ФРАГМЕНТ ДОКУМЕНТА:
----------------

Молитва, которую мы привели, описывает творение как рождественский вертеп: солнце, луна, звезды, источники, сам свет вместе с людьми и Матерью Божией собрались у колыбели Спасителя. Каждому из них дан особый язык, чтобы славить явление Его слухом, видением, пением, предстоянием, свидетельствуя о Его бытии среди нас. Мы, люди, наделены наибольшим даром к такому свидетельству. Он столь велик, что вместить его может не один человек, даже святой, и уж, конечно, не коллектив, но тот организм, в котором присутствует сам Бог и который мы называем Телом Христовым. Церковь есть дом благословений или богоявлений, собираемых воедино действием Духа Святого,

Который есть залог наследия нашего… (Еф 1:14),

того наследия, которое, оказывается, труднее всего разделить.

----------------

СТРОКИ ДАННЫХ:
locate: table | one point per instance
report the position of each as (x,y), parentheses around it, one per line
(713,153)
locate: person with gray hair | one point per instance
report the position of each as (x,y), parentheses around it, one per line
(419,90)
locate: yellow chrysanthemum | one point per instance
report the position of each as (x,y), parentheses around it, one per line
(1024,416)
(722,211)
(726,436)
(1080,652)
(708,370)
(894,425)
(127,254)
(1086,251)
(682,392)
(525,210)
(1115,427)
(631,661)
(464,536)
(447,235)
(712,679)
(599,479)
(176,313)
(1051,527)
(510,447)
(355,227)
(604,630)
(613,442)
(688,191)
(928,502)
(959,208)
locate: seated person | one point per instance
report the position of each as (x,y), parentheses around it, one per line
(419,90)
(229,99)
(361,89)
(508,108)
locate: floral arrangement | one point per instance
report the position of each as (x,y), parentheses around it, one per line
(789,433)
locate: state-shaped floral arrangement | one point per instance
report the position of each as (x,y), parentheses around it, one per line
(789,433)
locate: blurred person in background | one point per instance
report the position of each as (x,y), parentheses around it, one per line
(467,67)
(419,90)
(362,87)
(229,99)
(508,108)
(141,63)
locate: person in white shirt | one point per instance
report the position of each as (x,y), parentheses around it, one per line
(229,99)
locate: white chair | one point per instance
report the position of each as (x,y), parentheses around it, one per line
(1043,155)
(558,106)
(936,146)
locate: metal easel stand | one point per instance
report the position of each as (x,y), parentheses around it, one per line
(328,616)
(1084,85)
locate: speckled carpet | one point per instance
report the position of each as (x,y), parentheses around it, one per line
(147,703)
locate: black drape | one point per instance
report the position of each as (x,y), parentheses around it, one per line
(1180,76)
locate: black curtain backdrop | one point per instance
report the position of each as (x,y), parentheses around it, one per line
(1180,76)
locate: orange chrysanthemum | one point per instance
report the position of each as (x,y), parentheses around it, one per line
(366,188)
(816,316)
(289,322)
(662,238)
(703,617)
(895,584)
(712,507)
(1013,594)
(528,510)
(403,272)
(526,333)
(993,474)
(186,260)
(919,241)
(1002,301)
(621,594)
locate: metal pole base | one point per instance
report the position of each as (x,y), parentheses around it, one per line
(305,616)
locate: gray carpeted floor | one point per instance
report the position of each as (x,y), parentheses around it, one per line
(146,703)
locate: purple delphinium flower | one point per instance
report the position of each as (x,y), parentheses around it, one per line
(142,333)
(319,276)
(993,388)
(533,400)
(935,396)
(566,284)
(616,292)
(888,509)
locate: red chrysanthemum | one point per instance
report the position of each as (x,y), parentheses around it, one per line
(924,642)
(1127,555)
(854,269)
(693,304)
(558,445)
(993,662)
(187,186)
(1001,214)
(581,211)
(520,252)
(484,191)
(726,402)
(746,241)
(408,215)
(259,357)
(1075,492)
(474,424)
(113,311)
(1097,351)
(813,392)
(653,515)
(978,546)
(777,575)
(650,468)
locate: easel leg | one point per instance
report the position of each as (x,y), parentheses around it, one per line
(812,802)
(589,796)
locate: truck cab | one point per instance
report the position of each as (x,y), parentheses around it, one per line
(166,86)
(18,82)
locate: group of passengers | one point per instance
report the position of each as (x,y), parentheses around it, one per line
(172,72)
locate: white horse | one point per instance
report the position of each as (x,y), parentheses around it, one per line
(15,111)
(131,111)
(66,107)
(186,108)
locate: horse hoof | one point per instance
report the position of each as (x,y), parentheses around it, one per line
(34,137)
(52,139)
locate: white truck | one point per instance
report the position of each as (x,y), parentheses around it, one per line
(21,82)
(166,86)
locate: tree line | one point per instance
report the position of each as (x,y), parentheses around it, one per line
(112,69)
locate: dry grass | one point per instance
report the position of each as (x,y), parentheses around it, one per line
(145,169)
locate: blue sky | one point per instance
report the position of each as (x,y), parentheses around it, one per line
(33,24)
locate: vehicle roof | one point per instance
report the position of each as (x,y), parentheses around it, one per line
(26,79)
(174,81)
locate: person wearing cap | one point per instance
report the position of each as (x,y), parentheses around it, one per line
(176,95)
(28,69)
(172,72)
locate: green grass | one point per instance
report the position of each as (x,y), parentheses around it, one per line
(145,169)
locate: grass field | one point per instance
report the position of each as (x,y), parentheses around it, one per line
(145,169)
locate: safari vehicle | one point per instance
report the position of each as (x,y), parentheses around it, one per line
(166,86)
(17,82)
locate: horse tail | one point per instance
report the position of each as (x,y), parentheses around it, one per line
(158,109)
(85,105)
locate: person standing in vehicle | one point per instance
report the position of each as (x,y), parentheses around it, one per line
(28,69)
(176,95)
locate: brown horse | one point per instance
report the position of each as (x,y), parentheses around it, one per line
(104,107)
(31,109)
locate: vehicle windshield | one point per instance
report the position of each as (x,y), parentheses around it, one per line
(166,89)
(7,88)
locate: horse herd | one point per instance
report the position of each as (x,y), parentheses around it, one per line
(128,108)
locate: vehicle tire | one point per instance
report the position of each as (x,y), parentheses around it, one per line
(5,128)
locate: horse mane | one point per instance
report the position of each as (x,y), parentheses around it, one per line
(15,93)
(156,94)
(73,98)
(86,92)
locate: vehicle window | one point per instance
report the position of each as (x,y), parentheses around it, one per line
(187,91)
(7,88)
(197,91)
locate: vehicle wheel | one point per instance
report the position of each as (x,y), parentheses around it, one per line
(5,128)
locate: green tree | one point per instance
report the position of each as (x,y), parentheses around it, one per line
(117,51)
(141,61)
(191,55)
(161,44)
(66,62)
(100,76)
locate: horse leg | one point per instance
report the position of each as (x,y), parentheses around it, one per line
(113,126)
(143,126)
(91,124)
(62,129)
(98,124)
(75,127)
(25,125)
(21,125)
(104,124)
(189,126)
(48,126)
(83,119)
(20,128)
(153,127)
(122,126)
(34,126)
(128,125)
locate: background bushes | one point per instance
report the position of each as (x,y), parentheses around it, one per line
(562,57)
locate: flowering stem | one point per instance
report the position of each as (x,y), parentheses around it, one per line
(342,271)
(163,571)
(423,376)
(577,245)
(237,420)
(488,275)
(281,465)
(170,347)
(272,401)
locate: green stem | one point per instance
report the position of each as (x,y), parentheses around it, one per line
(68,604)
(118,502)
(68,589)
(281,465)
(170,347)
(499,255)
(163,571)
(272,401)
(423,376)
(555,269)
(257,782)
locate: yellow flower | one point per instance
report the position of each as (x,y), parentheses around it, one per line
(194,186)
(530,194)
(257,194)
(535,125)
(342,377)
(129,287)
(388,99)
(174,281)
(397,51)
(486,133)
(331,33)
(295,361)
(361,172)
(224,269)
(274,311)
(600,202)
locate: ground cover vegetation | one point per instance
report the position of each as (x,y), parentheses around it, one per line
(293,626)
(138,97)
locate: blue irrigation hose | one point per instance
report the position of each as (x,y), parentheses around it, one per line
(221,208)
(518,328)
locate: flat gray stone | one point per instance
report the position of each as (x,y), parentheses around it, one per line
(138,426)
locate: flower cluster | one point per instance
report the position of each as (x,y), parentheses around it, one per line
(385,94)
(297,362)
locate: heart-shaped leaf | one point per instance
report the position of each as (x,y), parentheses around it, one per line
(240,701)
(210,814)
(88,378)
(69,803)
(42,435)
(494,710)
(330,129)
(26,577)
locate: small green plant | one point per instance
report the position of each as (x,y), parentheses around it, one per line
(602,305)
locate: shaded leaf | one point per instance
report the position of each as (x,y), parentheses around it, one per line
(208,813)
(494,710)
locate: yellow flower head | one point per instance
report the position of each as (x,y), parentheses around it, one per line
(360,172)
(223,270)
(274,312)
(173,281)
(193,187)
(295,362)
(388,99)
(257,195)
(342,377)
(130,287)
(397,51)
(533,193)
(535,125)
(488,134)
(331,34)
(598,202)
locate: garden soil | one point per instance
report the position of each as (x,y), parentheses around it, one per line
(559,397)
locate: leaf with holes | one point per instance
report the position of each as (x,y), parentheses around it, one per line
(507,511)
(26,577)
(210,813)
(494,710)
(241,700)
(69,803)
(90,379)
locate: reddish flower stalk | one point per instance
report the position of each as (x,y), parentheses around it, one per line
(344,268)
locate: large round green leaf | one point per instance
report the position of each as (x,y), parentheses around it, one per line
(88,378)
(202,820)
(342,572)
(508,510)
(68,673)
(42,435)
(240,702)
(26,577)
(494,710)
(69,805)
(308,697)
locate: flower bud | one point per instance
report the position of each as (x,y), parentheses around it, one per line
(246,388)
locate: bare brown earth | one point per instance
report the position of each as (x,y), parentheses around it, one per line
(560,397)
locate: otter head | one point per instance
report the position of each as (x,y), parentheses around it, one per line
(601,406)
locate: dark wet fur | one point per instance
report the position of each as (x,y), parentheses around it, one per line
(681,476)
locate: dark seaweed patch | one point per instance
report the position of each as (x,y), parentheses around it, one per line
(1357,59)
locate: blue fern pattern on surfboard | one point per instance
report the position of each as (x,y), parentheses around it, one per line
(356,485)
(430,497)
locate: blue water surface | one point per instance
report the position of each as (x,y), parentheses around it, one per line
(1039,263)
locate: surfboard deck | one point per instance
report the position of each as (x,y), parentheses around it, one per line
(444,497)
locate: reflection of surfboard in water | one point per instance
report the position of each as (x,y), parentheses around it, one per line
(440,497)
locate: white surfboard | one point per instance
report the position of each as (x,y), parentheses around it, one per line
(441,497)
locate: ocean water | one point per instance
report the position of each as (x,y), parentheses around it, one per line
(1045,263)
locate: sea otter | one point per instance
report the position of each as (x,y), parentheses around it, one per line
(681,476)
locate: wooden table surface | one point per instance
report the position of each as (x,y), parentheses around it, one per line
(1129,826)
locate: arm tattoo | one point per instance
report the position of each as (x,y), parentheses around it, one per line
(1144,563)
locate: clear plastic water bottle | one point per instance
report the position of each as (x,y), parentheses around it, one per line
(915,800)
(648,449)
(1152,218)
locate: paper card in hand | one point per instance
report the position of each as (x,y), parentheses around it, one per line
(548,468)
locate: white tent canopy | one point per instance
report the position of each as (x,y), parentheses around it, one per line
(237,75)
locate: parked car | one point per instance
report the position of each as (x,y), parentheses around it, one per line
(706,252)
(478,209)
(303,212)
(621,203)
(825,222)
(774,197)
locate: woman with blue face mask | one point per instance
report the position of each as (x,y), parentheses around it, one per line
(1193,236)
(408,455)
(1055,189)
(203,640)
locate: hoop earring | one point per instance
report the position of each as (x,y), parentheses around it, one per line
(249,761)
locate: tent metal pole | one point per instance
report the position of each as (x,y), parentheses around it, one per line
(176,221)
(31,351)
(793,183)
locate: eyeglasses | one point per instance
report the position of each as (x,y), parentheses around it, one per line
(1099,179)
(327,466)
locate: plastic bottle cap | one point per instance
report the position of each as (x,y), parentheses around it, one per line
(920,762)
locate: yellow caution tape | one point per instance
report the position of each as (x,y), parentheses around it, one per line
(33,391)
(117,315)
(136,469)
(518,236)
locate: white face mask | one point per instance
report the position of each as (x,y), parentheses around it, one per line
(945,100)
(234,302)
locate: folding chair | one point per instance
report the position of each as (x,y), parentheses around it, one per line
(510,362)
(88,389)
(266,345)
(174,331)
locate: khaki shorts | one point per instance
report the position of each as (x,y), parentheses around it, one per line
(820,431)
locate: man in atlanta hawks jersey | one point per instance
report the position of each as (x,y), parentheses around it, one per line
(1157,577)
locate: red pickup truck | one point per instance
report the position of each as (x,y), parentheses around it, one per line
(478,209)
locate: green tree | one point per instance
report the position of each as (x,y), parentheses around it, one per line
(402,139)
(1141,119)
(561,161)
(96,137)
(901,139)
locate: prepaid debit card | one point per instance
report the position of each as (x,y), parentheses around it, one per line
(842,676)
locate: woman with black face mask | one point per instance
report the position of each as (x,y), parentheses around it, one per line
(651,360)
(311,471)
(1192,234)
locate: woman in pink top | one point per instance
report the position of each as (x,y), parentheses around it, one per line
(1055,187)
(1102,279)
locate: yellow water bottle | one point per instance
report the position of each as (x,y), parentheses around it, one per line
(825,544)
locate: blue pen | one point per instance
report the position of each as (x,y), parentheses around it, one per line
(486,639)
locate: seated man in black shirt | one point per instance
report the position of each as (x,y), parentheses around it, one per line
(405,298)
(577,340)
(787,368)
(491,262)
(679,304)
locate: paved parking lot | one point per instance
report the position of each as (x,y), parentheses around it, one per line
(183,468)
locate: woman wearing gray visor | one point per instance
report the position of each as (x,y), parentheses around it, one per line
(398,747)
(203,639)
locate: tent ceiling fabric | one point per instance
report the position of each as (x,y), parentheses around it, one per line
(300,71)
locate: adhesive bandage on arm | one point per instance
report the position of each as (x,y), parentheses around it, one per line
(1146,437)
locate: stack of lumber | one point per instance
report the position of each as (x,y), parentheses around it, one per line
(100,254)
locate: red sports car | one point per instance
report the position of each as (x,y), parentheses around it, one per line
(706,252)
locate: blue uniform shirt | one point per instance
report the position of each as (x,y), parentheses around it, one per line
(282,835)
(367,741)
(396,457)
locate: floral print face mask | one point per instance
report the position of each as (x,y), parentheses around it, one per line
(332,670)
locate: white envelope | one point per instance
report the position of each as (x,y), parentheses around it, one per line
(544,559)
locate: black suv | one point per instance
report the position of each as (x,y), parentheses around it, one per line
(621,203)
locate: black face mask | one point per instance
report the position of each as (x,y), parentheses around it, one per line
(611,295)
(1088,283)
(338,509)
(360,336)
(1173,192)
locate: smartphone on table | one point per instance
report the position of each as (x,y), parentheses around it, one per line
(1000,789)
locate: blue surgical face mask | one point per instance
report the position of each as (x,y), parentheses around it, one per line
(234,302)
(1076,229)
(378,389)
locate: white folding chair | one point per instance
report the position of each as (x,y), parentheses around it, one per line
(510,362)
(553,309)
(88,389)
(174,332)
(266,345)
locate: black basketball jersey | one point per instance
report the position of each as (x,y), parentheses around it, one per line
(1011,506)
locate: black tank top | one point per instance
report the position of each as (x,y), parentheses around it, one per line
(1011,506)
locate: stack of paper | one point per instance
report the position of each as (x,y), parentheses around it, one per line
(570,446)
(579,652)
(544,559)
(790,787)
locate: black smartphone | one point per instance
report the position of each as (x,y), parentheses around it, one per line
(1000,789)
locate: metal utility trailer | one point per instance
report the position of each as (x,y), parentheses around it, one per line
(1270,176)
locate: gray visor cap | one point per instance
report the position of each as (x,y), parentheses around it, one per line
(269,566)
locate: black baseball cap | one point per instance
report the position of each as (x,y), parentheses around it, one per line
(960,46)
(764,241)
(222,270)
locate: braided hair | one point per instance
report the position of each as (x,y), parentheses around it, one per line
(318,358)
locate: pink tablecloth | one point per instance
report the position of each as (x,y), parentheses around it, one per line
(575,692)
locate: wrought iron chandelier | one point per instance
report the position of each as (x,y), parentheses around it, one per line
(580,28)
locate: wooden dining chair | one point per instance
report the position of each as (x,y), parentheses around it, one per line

----------------

ЧТО ТРЕБУЕТСЯ:
1. Ответьте на вопросы по фрагменту:
(a) С чем в приведенной молитве сравнивается творение?
(b) Как во фрагменте названа Церковь?
(c) На какое место Писания дана ссылка во фрагменте?
2. Отредактируйте часть фрагмента от «Молитва, которую мы» до «труднее всего разделить.», заменив «наследия» на «достояния».

РЕЗУЛЬТАТЫ УПРАЖНЕНИЯ:
1.
(a) С рождественским вертепом.
(b) Домом благословений или богоявлений.
(c) Еф 1:14.

2.
Молитва, которую мы привели, описывает творение как рождественский вертеп: солнце, луна, звезды, источники, сам свет вместе с людьми и Матерью Божией собрались у колыбели Спасителя. Каждому из них дан особый язык, чтобы славить явление Его слухом, видением, пением, предстоянием, свидетельствуя о Его бытии среди нас. Мы, люди, наделены наибольшим даром к такому свидетельству. Он столь велик, что вместить его может не один человек, даже святой, и уж, конечно, не коллектив, но тот организм, в котором присутствует сам Бог и который мы называем Телом Христовым. Церковь есть дом благословений или богоявлений, собираемых воедино действием Духа Святого,

Который есть залог достояния нашего… (Еф 1:14),

того достояния, которое, оказывается, труднее всего разделить.